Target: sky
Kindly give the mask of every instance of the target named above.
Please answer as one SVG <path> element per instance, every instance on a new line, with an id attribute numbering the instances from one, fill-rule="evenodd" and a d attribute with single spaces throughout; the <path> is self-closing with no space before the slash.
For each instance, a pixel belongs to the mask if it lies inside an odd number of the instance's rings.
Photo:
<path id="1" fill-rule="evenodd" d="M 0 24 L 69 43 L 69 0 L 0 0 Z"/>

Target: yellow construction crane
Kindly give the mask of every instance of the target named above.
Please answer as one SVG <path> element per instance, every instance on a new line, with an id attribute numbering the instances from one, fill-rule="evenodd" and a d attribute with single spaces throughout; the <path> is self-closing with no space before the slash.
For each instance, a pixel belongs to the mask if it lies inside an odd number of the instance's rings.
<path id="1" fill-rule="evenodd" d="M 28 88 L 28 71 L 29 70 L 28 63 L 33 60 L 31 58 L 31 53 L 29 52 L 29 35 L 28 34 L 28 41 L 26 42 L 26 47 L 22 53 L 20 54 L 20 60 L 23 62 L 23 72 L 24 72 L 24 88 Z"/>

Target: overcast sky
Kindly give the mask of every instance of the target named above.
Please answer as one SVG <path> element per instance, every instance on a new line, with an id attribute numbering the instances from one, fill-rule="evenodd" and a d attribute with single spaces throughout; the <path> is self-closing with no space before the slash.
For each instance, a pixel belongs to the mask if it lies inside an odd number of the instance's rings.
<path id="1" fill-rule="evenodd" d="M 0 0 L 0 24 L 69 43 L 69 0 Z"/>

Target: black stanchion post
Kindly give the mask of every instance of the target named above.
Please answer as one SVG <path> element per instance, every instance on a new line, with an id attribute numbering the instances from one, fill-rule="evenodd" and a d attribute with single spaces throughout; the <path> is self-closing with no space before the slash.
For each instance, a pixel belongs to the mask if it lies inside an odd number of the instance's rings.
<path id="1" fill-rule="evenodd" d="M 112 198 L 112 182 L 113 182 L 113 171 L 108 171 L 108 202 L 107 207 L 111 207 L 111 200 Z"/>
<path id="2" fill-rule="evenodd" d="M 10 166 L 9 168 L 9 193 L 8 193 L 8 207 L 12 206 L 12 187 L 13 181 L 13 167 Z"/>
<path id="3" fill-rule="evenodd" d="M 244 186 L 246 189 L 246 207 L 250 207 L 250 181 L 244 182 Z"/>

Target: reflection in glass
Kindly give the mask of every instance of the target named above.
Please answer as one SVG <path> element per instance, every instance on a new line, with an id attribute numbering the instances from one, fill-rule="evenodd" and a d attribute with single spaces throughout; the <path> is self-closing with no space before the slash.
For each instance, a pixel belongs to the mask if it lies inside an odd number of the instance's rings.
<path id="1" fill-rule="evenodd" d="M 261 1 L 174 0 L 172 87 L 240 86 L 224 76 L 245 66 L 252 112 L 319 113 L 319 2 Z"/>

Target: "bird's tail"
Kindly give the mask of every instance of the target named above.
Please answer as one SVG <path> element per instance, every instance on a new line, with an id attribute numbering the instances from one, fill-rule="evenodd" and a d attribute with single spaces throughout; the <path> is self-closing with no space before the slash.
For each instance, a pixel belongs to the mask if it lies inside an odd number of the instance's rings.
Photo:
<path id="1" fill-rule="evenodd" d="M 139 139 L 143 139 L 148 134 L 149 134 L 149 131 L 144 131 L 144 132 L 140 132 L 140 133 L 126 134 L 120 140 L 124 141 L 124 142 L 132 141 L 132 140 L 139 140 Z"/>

========================================

WHAT NEEDS TO BE DONE
Repeat all of the material above word for word, line by line.

RESPONSE
Target: sky
Kindly give the mask of every instance of the target named above.
Please answer as one SVG <path> element per instance, every instance on a new line, with an id attribute numbering the instances from one, fill-rule="evenodd" and a d attribute with single spaces throughout; the <path> is self-closing with no space before the slash.
For each instance, a pixel belongs to the mask if it lies inside an odd number of the instance's rings.
Photo:
<path id="1" fill-rule="evenodd" d="M 0 24 L 69 43 L 69 0 L 0 0 Z"/>

Target: yellow construction crane
Kindly give the mask of every instance of the target named above.
Please answer as one SVG <path> element per instance, every instance on a new line, with an id attribute numbering the instances from one, fill-rule="evenodd" and a d attribute with single spaces throughout; the <path> is self-closing with no space before the slash.
For each instance, a pixel belongs to the mask if it lies inside an odd number of the instance's rings.
<path id="1" fill-rule="evenodd" d="M 28 88 L 28 71 L 29 70 L 28 63 L 33 60 L 31 58 L 31 53 L 29 52 L 29 35 L 28 34 L 28 41 L 26 42 L 26 47 L 22 53 L 20 54 L 20 60 L 23 62 L 23 72 L 24 72 L 24 88 Z"/>

Target: overcast sky
Kindly give the mask of every instance of the target named above.
Please answer as one SVG <path> element per instance, every instance on a new line, with an id attribute numbering the instances from one, fill-rule="evenodd" and a d attribute with single spaces throughout; the <path> is self-closing with no space before the slash.
For each instance, a pixel belongs to the mask if it lies inside an odd number of the instance's rings.
<path id="1" fill-rule="evenodd" d="M 0 0 L 0 24 L 69 43 L 69 0 Z"/>

Target: black stanchion post
Kindly give the mask of every instance of the target named above.
Please answer as one SVG <path> element per instance, every instance on a new line, with an id attribute numbering the instances from one, fill-rule="evenodd" and a d attribute with single spaces throughout; the <path> is self-closing with no space before the slash.
For each instance, a pixel belongs to the mask if it lies inside an odd number of the instance's rings.
<path id="1" fill-rule="evenodd" d="M 112 198 L 112 182 L 113 182 L 113 171 L 108 171 L 108 202 L 107 207 L 111 207 L 111 200 Z"/>
<path id="2" fill-rule="evenodd" d="M 10 166 L 9 168 L 9 193 L 8 193 L 8 207 L 12 206 L 12 187 L 13 181 L 13 167 Z"/>
<path id="3" fill-rule="evenodd" d="M 244 186 L 246 189 L 246 207 L 250 207 L 250 181 L 244 182 Z"/>

Target: reflection in glass
Kindly give the mask of every instance of the target named above.
Please answer as one SVG <path> element per instance, every instance on a new line, with an id attribute numbering the instances from one, fill-rule="evenodd" and a d attribute with single spaces throughout; the <path> is self-closing with no space before the slash.
For each instance, a pixel belongs to the mask if it lies inside an odd number of the instance's rings.
<path id="1" fill-rule="evenodd" d="M 261 1 L 174 0 L 172 87 L 240 86 L 224 76 L 245 66 L 252 112 L 319 113 L 319 2 Z"/>

Target: "bird's tail"
Kindly give the mask of every instance of the target named above.
Please answer as one SVG <path> element per instance, every instance on a new line, with an id attribute numbering the instances from one, fill-rule="evenodd" and a d attribute with single spaces throughout; the <path> is self-closing with no space before the slash.
For each instance, a pixel belongs to the mask if it lies inside an odd number of the instance's rings.
Photo:
<path id="1" fill-rule="evenodd" d="M 139 139 L 143 139 L 148 134 L 149 134 L 149 131 L 144 131 L 144 132 L 140 132 L 140 133 L 126 134 L 120 140 L 124 141 L 124 142 L 132 141 L 132 140 L 139 140 Z"/>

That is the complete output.